## Begin
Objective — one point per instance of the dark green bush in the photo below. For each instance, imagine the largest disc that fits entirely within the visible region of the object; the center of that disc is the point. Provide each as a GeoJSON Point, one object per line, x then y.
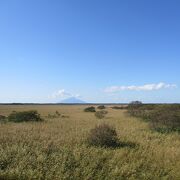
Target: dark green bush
{"type": "Point", "coordinates": [103, 136]}
{"type": "Point", "coordinates": [101, 107]}
{"type": "Point", "coordinates": [90, 109]}
{"type": "Point", "coordinates": [32, 115]}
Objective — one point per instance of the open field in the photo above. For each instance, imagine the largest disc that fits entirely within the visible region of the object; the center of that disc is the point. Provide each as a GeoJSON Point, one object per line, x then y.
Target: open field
{"type": "Point", "coordinates": [57, 148]}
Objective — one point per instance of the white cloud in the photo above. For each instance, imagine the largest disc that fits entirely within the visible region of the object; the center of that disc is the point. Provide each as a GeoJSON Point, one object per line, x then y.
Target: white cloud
{"type": "Point", "coordinates": [145, 87]}
{"type": "Point", "coordinates": [61, 94]}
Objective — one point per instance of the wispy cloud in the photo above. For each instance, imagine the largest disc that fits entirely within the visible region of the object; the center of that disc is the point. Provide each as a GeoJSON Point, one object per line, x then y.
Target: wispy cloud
{"type": "Point", "coordinates": [145, 87]}
{"type": "Point", "coordinates": [62, 94]}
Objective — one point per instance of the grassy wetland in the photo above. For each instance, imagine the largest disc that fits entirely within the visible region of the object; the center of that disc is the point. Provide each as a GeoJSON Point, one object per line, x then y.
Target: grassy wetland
{"type": "Point", "coordinates": [56, 148]}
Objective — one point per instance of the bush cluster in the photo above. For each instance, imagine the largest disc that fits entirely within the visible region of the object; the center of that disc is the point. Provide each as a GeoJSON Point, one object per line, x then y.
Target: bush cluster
{"type": "Point", "coordinates": [32, 115]}
{"type": "Point", "coordinates": [103, 136]}
{"type": "Point", "coordinates": [163, 118]}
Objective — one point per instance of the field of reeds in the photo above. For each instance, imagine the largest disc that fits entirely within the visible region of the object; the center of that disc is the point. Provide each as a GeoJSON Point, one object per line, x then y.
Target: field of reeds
{"type": "Point", "coordinates": [57, 147]}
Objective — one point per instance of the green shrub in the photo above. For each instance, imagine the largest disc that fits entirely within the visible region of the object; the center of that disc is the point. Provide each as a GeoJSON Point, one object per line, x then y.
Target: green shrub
{"type": "Point", "coordinates": [103, 136]}
{"type": "Point", "coordinates": [90, 109]}
{"type": "Point", "coordinates": [101, 107]}
{"type": "Point", "coordinates": [24, 116]}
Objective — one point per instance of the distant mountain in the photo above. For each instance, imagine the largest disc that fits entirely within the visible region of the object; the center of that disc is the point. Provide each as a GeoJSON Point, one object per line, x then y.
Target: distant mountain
{"type": "Point", "coordinates": [72, 100]}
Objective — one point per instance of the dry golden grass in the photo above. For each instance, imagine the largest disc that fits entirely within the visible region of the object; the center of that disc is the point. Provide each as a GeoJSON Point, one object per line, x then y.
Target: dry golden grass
{"type": "Point", "coordinates": [57, 149]}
## End
Task statement = Express the entries, starting at their beginning and running through the line containing "Target: dark green bush", as a JSON list of strings with one string per line and no blank lines. Leave the pictures out.

Solution =
[
  "Objective — one point per instance of the dark green bush in the photo below. For each instance, imagine the largest disc that fits entirely within the visible region of the object; the center of that disc is the point. Provide each as a GeoJSON Point, one object per line, x then y.",
  "Target: dark green bush"
]